**The task**:
Without including any pictures, write out the data below exactly.
** Material for the task follows **
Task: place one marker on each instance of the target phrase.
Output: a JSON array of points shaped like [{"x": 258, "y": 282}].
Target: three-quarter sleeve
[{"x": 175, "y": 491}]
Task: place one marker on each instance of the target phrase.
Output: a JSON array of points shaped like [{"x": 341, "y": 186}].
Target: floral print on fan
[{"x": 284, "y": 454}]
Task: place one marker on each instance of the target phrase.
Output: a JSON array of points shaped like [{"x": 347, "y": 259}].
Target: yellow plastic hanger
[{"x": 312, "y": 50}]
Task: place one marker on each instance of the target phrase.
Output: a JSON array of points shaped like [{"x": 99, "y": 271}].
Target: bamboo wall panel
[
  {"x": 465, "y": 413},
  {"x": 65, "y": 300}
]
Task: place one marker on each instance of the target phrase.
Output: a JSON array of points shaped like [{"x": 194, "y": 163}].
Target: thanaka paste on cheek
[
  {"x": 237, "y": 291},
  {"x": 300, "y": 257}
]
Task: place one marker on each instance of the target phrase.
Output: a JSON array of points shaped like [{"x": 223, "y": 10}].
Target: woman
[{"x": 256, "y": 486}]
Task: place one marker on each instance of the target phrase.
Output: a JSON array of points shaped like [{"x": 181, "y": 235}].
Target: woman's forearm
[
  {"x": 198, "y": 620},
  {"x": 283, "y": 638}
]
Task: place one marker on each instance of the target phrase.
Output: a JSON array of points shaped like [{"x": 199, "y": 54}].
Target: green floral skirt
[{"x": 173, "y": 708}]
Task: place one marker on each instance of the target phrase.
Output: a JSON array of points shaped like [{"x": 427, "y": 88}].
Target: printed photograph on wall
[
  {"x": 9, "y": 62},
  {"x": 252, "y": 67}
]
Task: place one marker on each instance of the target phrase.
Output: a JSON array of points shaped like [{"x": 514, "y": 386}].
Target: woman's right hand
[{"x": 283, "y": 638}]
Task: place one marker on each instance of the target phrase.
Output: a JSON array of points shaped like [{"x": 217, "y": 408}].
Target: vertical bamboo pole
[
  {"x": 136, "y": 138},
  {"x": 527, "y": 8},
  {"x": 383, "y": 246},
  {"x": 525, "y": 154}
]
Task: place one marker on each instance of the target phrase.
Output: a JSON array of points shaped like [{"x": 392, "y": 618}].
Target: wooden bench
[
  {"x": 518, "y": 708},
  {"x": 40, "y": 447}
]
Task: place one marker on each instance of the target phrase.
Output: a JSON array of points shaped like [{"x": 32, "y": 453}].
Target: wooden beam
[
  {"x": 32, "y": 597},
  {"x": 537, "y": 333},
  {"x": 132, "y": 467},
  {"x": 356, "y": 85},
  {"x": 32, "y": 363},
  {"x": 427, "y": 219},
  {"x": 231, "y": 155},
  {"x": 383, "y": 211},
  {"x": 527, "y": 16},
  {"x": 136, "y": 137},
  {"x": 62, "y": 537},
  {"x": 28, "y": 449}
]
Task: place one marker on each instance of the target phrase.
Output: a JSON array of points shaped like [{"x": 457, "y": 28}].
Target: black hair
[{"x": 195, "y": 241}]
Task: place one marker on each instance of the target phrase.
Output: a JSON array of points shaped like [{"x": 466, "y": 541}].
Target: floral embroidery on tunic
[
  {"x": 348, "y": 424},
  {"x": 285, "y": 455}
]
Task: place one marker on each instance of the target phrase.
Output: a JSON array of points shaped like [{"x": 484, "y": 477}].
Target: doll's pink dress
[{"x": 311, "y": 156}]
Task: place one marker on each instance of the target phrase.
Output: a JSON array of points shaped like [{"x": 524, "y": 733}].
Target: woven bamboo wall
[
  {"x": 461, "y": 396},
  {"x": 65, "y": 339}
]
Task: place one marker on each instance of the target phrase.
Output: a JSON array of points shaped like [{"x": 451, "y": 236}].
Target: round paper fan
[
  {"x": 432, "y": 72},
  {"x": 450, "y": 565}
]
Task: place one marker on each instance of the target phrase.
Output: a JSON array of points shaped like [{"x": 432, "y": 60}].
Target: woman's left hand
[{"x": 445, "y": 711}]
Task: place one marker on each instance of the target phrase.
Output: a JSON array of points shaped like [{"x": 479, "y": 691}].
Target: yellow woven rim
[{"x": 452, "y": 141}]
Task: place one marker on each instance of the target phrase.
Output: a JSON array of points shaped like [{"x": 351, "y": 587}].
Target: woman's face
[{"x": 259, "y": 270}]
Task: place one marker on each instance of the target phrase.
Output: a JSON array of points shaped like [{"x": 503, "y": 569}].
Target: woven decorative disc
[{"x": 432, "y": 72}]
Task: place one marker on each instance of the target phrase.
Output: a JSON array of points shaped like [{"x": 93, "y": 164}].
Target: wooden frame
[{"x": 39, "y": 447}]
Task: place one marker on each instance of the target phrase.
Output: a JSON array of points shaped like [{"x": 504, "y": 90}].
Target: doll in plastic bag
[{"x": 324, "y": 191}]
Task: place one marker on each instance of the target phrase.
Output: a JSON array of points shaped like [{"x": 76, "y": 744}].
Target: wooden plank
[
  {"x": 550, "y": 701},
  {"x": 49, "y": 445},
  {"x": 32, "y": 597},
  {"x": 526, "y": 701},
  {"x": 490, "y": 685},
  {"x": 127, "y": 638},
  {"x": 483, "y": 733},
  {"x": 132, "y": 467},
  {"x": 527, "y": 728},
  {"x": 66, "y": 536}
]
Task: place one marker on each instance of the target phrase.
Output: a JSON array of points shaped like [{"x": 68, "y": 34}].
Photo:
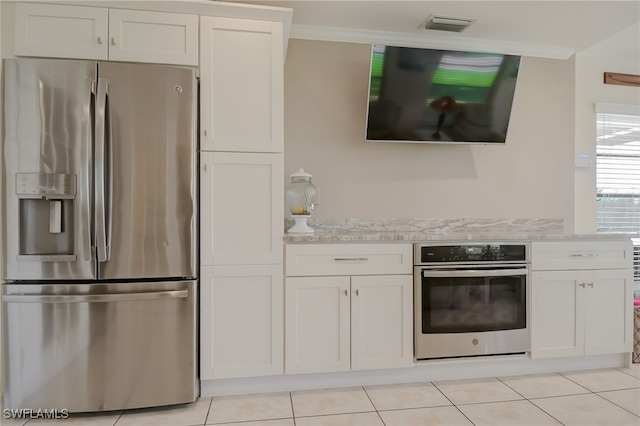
** End of Material for the task **
**Response to this exercise**:
Task: place one marker on each instance of the target phrase.
Output: a JSON array of points shaped like [{"x": 258, "y": 282}].
Target: three-quarter sleeve
[{"x": 175, "y": 491}]
Task: place one marker on each instance of the target phrase.
Output: a JSON array of points shaped like [{"x": 341, "y": 186}].
Target: floral print on fan
[{"x": 284, "y": 454}]
Task: place one marker on each instance of the target phrase.
Output: a JSON array of points shaped like [{"x": 347, "y": 259}].
Target: yellow plastic hanger
[{"x": 312, "y": 50}]
Task: place one marker on each instance of the target phrase.
Output: a JSON array of points shaped like [{"x": 99, "y": 271}].
Target: bamboo wall panel
[
  {"x": 465, "y": 413},
  {"x": 65, "y": 300}
]
Task: place one marker on each instance of the target phrase.
Output: a JSON array of points shaped like [{"x": 194, "y": 163}].
Target: thanaka paste on cheek
[
  {"x": 237, "y": 291},
  {"x": 300, "y": 257}
]
Task: place one marker on each instance of the target phrase.
Output: a JSON array of points shaped like [{"x": 223, "y": 10}].
Target: woman
[{"x": 256, "y": 486}]
Task: place one marker on each instance of the target phrase.
Output: a JSON array of points shaped like [{"x": 181, "y": 235}].
Target: woman's forearm
[
  {"x": 198, "y": 620},
  {"x": 283, "y": 638}
]
Task: place one marker on each instance of the target phrase.
Output: a JSON array of points shaped like [{"x": 199, "y": 54}].
Target: green floral skirt
[{"x": 173, "y": 708}]
Task: place one marker on each instance of the target phrase.
Output: a JSON array of points shaped like [{"x": 427, "y": 88}].
Target: printed photograph on wall
[
  {"x": 9, "y": 62},
  {"x": 252, "y": 67}
]
Task: place one marker on each instance of the target phrase.
Output: a JSON array of points shaped like [{"x": 514, "y": 386}].
Target: woman's right hand
[{"x": 283, "y": 638}]
Task: place one marker on each instance of the target phrase.
Output: a JSON array of points shaped like [{"x": 217, "y": 408}].
Target: vertical bamboo pole
[
  {"x": 136, "y": 138},
  {"x": 527, "y": 8},
  {"x": 383, "y": 246},
  {"x": 525, "y": 154}
]
Task: place one marker on each instance of the target phrase.
Output: a JSON array of points shaped like [{"x": 392, "y": 618}].
Target: wooden bench
[
  {"x": 518, "y": 708},
  {"x": 40, "y": 447}
]
Task: place one marker on each instance of the target phrase.
Output: a JSON array of points shaped like [{"x": 32, "y": 453}].
Target: wooden beam
[
  {"x": 32, "y": 597},
  {"x": 537, "y": 333},
  {"x": 132, "y": 467},
  {"x": 356, "y": 85},
  {"x": 32, "y": 363},
  {"x": 427, "y": 219},
  {"x": 231, "y": 155},
  {"x": 383, "y": 211},
  {"x": 527, "y": 16},
  {"x": 136, "y": 137},
  {"x": 62, "y": 537},
  {"x": 28, "y": 449}
]
Task: place one marker on each instance of the target phrase.
Output: a JSON array of points shaped like [{"x": 457, "y": 28}].
Target: black hair
[{"x": 195, "y": 241}]
Task: place one marker on each instance of the target phrase.
Output: a JSON array of points shaped like [{"x": 466, "y": 541}].
Target: floral embroidery on tunic
[
  {"x": 348, "y": 424},
  {"x": 285, "y": 455}
]
Task: place one marker on each instance of the target phrase.
Output: a JSON array of points shaped like [{"x": 484, "y": 477}].
Target: doll's pink dress
[{"x": 311, "y": 156}]
Task: place one marker on each instance of the target phrase.
Output: a JSON array of points shaped like [{"x": 524, "y": 733}].
Target: woven bamboo wall
[
  {"x": 461, "y": 396},
  {"x": 65, "y": 339}
]
Task: place one marker on each instance of the target phrase.
Output: a JSON array of points shaped like [{"x": 451, "y": 236}].
Target: round paper fan
[
  {"x": 432, "y": 72},
  {"x": 450, "y": 565}
]
Task: place one marker on each instance of the target phrase.
Output: a JSON array of points shaped like [{"x": 432, "y": 60}].
Target: woman's left hand
[{"x": 445, "y": 711}]
Task: place one marker on each instance of the target phrase.
Output: a JSON array of points shaped like [{"x": 479, "y": 691}].
Target: yellow woven rim
[{"x": 452, "y": 141}]
Task: place one marker on each instance of the target phrase.
Output: a JSON array of points shaped like [{"x": 351, "y": 587}].
Target: woman's face
[{"x": 259, "y": 270}]
Task: place one marker on each instance of the target phrase.
Output: a JSON array of points shaped like [{"x": 503, "y": 569}].
Target: woven decorative disc
[{"x": 432, "y": 72}]
Task: place one marker on each instance of the target phrase.
Output: a JSON array of points shaped like [{"x": 93, "y": 164}].
Target: wooden frame
[{"x": 39, "y": 447}]
Task: place one marker on each instance of the target phrase.
Output: a JSON array of points shaped like [{"x": 504, "y": 90}].
Target: doll in plastic bag
[{"x": 324, "y": 191}]
Task: place one marker on each instance of the target phrase.
Output: a JSON array of points shaped like [{"x": 76, "y": 744}].
Target: wooden plank
[
  {"x": 550, "y": 701},
  {"x": 49, "y": 445},
  {"x": 32, "y": 597},
  {"x": 526, "y": 701},
  {"x": 490, "y": 685},
  {"x": 127, "y": 638},
  {"x": 483, "y": 733},
  {"x": 132, "y": 467},
  {"x": 527, "y": 728},
  {"x": 66, "y": 536}
]
Task: place one marker on each instance of the target phrase.
Output: a JSON array of points shaped like [{"x": 68, "y": 34}].
Photo:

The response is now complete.